Rewrite the records below, changing "rough mask" to "coarse mask" everywhere and keeping everything else the same. Leave the pictures out.

============

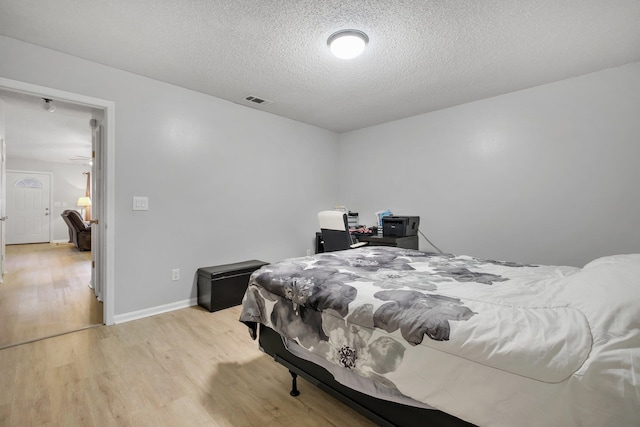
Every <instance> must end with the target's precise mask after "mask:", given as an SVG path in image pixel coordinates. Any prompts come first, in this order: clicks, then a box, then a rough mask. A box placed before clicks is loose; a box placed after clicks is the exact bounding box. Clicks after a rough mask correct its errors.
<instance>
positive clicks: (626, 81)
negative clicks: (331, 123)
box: [340, 63, 640, 266]
mask: <svg viewBox="0 0 640 427" xmlns="http://www.w3.org/2000/svg"><path fill="white" fill-rule="evenodd" d="M639 118H640V63H632V64H628V65H626V66H622V67H618V68H613V69H608V70H604V71H601V72H597V73H593V74H588V75H584V76H581V77H577V78H573V79H569V80H564V81H559V82H555V83H552V84H547V85H544V86H539V87H535V88H531V89H528V90H523V91H519V92H514V93H510V94H507V95H503V96H498V97H495V98H490V99H486V100H482V101H477V102H473V103H469V104H465V105H460V106H457V107H453V108H449V109H445V110H440V111H437V112H433V113H430V114H424V115H420V116H416V117H412V118H408V119H404V120H399V121H396V122H392V123H387V124H384V125H381V126H375V127H370V128H366V129H362V130H359V131H354V132H351V133H347V134H343V135H341V136H340V144H341V146H340V147H341V148H340V159H341V167H340V173H341V177H342V181H343V183H344V185H341V186H340V199H341V200H347V201H348V204H349V207H350V208H353V210H356V211H359V213H360V219H361V222H365V223H368V224H373V223H374V222H375V218H374V212H375V211H378V210H381V209H386V208H389V209H391V210H392V211H393V212H394V213H396V214H400V215H420V217H421V226H420V228H421V230H422V231H423V232H424V233H425V234H426V235H427V237H429V239H430V240H431V241H432V242H433V243H435V245H436V246H438V247H440V249H442V250H444V251H448V252H452V253H456V254H461V253H463V254H468V255H473V256H479V257H488V258H497V259H503V260H514V261H522V262H536V263H547V264H567V265H574V266H582V265H584V264H585V263H587V262H588V261H590V260H592V259H594V258H596V257H599V256H603V255H610V254H616V253H628V252H640V190H639V189H638V185H639V183H640V167H639V166H638V161H639V160H640V119H639ZM354 158H358V159H360V161H358V162H354V161H352V160H351V159H354ZM420 247H421V249H429V248H430V246H429V244H428V243H427V242H426V241H425V240H424V239H422V237H421V238H420Z"/></svg>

============

--- ANSWER ---
Every <instance> must end with the target's precise mask after "mask:", given as an SVG path in image pixel coordinates. Any prompts come first, in this order: clicks, then a box, then a coarse mask. A box placed before clicks is loose; a box placed after clicks is the exact bounding box. Clicks after a coarse mask correct its errors.
<instance>
positive clicks: (626, 81)
negative clicks: (331, 123)
box: [340, 63, 640, 266]
mask: <svg viewBox="0 0 640 427" xmlns="http://www.w3.org/2000/svg"><path fill="white" fill-rule="evenodd" d="M639 118H640V63H632V64H628V65H626V66H622V67H618V68H613V69H608V70H604V71H601V72H597V73H593V74H588V75H584V76H581V77H577V78H573V79H569V80H564V81H559V82H555V83H552V84H547V85H544V86H539V87H535V88H531V89H528V90H523V91H519V92H514V93H510V94H507V95H503V96H498V97H495V98H490V99H486V100H482V101H477V102H473V103H469V104H465V105H460V106H457V107H453V108H449V109H445V110H440V111H437V112H433V113H430V114H424V115H420V116H416V117H412V118H408V119H404V120H399V121H396V122H392V123H387V124H384V125H381V126H375V127H370V128H366V129H362V130H359V131H354V132H351V133H347V134H343V135H341V136H340V144H341V146H340V147H341V148H340V159H341V167H340V173H341V177H342V181H343V183H344V185H341V186H340V199H341V200H347V201H348V204H349V207H350V208H353V210H356V211H359V213H360V219H361V222H365V223H368V224H373V223H374V222H375V218H374V212H375V211H378V210H381V209H386V208H389V209H391V210H392V211H393V212H394V213H396V214H400V215H420V217H421V226H420V228H421V230H422V231H423V232H424V233H425V234H426V235H427V237H429V239H430V240H431V241H432V242H433V243H435V245H436V246H438V247H440V249H442V250H444V251H448V252H452V253H456V254H461V253H463V254H468V255H473V256H479V257H488V258H497V259H503V260H514V261H522V262H536V263H547V264H567V265H574V266H582V265H584V264H585V263H587V262H588V261H590V260H592V259H594V258H596V257H599V256H603V255H610V254H616V253H628V252H640V190H639V189H638V185H639V183H640V167H639V166H638V161H639V160H640V119H639ZM354 158H358V159H360V161H358V162H354V161H352V160H351V159H354ZM420 247H421V249H429V248H430V246H429V244H428V243H427V242H426V241H425V240H424V239H422V237H421V238H420Z"/></svg>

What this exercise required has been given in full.